■ Übungstext
########################################

# [Word 2003] Seitenzahlen



## Doofkatze (24. Januar 2006)

Also ich habe folgendes Problem ich hab in einer Datei meine gesamte Facharbeit und will 
diese nun durchnummerieren mit den Seitenzahlen, jedoch sollen die ersten 3 Blätter ohne nummerierung bleiben. Also es soll bei 4 anfangen.. aber wie auch immer scheint es sich sehr schwierig zu gestalten das mit Word hinzukriegen...
mfg doofkatze


----------



## Da Hacker (26. Januar 2006)

Hallo Doofkatze,

genau das gleiche ist jetzt bei meiner Schwester 
Ich sollte ihr jetzt bei ihrer Facharbeit über "Nordic Walking" helfen und hab das hier gefunden: Bitte mir folgen! 

Ich denke, es löst unser beider Problem 

Viel Erfolg bei deiner Facharbeit!

########################################

■ Bereitgestellte Daten
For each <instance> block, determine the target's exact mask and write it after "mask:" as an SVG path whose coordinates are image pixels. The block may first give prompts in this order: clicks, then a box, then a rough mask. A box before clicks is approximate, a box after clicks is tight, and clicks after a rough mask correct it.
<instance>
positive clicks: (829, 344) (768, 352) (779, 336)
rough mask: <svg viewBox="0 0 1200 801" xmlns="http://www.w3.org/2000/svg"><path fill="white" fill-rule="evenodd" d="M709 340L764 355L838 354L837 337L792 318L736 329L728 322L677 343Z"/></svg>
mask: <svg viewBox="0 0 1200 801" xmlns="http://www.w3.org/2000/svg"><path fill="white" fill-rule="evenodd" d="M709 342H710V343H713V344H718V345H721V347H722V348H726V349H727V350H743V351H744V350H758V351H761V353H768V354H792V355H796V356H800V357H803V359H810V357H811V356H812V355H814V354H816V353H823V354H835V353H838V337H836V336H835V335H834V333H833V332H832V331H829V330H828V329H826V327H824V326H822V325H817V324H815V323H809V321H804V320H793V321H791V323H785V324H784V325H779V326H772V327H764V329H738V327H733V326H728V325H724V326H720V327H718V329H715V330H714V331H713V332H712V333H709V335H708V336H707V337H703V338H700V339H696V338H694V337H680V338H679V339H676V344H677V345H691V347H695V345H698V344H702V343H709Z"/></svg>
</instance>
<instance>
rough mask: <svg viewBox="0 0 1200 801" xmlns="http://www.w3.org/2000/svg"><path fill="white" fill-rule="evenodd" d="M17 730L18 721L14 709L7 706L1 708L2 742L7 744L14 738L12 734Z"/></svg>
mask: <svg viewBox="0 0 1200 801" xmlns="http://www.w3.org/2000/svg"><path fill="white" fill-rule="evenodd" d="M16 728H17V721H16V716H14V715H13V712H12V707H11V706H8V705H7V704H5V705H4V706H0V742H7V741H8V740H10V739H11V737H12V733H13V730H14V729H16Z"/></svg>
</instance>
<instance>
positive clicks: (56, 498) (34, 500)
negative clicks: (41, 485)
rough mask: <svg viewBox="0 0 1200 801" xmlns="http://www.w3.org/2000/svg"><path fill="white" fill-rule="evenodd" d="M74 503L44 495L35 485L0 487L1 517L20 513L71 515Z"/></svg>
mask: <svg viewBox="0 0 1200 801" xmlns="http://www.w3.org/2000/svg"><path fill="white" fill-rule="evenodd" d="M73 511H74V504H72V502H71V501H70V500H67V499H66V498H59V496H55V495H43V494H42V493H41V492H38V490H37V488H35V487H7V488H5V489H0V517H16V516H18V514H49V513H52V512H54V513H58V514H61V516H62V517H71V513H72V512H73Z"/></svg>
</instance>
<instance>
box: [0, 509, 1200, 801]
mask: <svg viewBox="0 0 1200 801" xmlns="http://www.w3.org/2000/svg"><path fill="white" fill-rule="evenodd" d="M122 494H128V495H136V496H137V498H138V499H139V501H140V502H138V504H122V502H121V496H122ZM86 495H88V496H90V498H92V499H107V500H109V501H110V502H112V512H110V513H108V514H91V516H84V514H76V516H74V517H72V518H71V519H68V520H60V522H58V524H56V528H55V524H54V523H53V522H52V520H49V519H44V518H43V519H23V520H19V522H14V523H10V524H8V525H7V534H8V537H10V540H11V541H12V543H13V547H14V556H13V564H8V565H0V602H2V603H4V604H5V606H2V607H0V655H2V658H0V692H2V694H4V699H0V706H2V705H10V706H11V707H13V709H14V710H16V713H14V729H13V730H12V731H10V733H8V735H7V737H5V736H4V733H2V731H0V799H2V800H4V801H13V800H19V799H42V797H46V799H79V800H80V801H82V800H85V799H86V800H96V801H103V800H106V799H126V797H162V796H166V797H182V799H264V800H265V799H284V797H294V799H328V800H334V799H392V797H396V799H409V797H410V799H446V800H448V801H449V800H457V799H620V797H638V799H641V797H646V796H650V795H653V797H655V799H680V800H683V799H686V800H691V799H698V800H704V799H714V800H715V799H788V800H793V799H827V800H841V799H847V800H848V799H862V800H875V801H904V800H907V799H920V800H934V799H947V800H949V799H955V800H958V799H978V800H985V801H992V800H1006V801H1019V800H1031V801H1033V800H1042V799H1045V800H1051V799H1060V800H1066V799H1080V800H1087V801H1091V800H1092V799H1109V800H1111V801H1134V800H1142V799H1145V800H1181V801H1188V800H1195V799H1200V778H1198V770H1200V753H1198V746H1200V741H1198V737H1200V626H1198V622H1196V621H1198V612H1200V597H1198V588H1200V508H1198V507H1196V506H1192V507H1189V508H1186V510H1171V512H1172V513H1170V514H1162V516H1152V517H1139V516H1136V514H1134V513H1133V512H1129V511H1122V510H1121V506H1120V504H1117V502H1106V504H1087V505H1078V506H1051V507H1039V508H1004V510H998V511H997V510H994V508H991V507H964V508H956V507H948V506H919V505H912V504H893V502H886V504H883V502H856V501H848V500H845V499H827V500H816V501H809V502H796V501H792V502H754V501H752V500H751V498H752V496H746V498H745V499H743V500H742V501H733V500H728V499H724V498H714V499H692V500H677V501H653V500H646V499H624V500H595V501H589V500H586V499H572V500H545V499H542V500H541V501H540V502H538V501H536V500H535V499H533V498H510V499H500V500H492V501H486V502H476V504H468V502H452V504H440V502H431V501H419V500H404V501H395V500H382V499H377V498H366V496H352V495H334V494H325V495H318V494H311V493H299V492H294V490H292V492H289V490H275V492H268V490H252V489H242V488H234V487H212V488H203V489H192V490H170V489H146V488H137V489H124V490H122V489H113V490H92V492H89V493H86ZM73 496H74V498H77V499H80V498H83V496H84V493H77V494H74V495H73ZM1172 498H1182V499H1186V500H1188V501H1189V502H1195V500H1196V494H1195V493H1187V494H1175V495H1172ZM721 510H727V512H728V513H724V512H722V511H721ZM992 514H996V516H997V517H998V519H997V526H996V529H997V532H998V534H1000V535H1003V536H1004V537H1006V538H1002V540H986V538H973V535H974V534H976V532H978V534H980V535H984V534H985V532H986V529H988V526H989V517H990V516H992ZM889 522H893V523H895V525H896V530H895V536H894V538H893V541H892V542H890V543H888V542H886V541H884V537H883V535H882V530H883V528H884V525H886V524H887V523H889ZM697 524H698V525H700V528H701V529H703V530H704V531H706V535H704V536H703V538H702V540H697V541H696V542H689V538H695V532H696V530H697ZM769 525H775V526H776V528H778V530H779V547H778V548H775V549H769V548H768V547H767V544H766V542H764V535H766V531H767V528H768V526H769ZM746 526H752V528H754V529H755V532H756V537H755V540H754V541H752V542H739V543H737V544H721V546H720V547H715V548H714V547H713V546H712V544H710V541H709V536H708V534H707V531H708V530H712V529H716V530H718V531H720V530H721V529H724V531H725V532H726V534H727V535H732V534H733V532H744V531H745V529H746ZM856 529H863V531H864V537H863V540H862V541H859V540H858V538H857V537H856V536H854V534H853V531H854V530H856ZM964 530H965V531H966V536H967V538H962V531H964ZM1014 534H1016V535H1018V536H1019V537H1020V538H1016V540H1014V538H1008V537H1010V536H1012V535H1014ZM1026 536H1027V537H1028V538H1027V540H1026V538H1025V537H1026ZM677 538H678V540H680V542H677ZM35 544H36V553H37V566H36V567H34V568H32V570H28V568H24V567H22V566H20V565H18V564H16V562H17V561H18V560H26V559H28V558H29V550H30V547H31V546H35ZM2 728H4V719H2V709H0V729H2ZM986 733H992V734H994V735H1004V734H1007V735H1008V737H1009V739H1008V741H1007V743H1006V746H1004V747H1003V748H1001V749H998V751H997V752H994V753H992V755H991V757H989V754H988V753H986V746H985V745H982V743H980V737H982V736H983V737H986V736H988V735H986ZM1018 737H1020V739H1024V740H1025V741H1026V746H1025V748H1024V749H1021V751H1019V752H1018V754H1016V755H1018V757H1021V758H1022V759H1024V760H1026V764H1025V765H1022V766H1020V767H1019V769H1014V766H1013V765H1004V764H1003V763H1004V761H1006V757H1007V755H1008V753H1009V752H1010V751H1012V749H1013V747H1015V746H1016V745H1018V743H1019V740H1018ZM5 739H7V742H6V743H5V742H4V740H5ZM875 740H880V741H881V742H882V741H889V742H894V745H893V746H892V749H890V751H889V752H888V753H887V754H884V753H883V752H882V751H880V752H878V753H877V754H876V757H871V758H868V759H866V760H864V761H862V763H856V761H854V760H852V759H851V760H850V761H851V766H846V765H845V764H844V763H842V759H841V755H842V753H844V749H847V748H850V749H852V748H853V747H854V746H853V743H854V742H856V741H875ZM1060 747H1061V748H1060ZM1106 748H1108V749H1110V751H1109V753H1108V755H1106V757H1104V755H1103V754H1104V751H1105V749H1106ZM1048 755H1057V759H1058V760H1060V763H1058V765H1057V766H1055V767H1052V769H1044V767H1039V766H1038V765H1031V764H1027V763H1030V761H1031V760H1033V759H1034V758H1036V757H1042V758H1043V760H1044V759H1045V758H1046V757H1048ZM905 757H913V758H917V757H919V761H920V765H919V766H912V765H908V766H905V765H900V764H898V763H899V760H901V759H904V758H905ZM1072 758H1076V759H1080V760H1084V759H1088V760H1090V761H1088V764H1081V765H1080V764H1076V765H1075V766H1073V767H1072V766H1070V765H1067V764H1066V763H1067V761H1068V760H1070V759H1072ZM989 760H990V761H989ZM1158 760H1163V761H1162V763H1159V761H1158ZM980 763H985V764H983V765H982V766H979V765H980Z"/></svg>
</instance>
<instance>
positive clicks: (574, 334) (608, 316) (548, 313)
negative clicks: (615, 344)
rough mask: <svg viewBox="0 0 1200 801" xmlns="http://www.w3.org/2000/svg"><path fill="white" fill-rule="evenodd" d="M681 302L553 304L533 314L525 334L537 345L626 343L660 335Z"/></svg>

########################################

Stimmen die folgenden Aussagen mit dem Text über Seitenzahlen in Word 2003 überein? Antworte jeweils mit Ja oder Nein und belege das mit den entscheidenden Worten des Textes im genauen Wortlaut.
(a) Die Seitennummerierung soll bei 4 beginnen.
(b) Die Facharbeit der Schwester behandelt Nordic Walking.
(c) Die Facharbeit ist auf mehrere Dateien verteilt.

(a) Ja: „Also es soll bei 4 anfangen..“
(b) Ja: „bei ihrer Facharbeit über "Nordic Walking" helfen“
(c) Nein: „ich hab in einer Datei meine gesamte Facharbeit“